Short task:
Repeat the whole listing exactly as written.

________________________________________

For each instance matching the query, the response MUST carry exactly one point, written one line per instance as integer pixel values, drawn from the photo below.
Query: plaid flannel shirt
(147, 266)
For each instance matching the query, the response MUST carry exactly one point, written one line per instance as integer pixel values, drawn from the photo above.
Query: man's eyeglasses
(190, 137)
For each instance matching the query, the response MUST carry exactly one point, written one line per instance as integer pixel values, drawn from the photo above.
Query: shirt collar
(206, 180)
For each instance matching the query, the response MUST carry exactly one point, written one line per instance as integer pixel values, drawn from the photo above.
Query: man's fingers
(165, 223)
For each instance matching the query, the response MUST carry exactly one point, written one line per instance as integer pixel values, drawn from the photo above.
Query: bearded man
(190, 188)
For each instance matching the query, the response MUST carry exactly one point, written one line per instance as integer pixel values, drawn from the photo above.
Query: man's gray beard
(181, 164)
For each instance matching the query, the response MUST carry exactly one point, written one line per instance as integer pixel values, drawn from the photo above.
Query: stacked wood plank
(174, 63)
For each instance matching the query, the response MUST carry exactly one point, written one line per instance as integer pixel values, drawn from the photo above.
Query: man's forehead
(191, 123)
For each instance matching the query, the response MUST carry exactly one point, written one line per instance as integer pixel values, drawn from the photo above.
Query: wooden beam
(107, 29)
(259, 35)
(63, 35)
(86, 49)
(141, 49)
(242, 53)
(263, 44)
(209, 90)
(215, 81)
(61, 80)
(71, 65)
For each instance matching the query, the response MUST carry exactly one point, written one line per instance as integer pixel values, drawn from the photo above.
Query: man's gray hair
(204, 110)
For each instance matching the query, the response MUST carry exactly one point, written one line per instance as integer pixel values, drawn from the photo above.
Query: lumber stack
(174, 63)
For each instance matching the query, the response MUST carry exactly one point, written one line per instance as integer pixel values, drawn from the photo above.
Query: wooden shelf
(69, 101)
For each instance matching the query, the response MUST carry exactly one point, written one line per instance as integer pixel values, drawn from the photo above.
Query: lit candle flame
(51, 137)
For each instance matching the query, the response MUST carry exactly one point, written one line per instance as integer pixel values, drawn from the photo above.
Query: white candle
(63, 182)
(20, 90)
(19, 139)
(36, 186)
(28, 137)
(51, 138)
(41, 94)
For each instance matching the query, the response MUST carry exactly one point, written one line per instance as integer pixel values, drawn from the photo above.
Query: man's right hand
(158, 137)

________________________________________

Expected answer:
For each instance matching the query, the response MUST carry exactly one point, written one line per instance as integer pixel values, drawn from the photo below.
Query: plaid flannel shirt
(147, 266)
For each instance matching the query, the response MUST carry exactly one point, written one line per instance as integer pixel values, drawn from the photo above.
Query: man's eyeglasses
(190, 137)
For each instance matching the query, the response MUST carry exactly one point, written one line per instance as integer pixel values, drawn from the photo above.
Query: shirt collar
(206, 180)
For each instance matching the query, the response MUST carry exactly one point, written one line per instance as integer pixel values, drawn from the photo above.
Query: man's fingers
(165, 223)
For each instance matching the query, the response MUST carry exactly one point, written one line per instance as integer pixel values, drawn from the photo above.
Query: bearded man
(190, 188)
For each instance matching the query, the response MUST carry exactly one point, written one line per instance as integer pixel values, drawn from the photo above.
Query: man's gray beard
(181, 164)
For each instance matching the query, the response MUST carry exactly one point, written one line per instance as integer pixel values, drawn from the photo above.
Query: stacked wood plank
(174, 63)
For each instance matching the query, the response MUST carry exactly one point, written one line per instance as integer pixel values, drawn from the photo above.
Query: man's forehead
(191, 123)
For each instance matching the query, the response MUST carry exactly one point, written one line per instance as integer pixel values, drawn from the photo above.
Query: wooden beam
(107, 29)
(259, 35)
(63, 35)
(86, 49)
(141, 49)
(242, 53)
(263, 44)
(209, 90)
(215, 81)
(61, 80)
(71, 65)
For each instance matching the query, the response MUST carry exactly one point, written one line per instance as integer pixel values, drawn from the photo above.
Query: man's gray hair
(204, 110)
For each instance matching the query, the response MUST carry exactly one point, written one line per instance as integer pixel values, drawn from the photo above.
Query: lumber stack
(174, 63)
For each instance matching the query, the response MUST carry exactly one point, written one line per instance as integer pixel values, drawn from the photo above.
Query: wooden shelf
(69, 101)
For each instance matching the query, the response MUST carry exactly one point, written one line per instance as integer pixel values, drawn from the photo above.
Query: lit candle flame
(51, 137)
For each instance matching the query, the response MUST carry exactly one point, written one line per instance as integer pixel values, drawn from the photo above.
Query: white candle
(63, 182)
(20, 90)
(19, 139)
(36, 186)
(28, 137)
(51, 138)
(41, 94)
For each instance matching the query, the response MUST carry exactly one point, written one line per instance as integer pixel values, drawn from the photo above.
Query: man's right hand
(158, 137)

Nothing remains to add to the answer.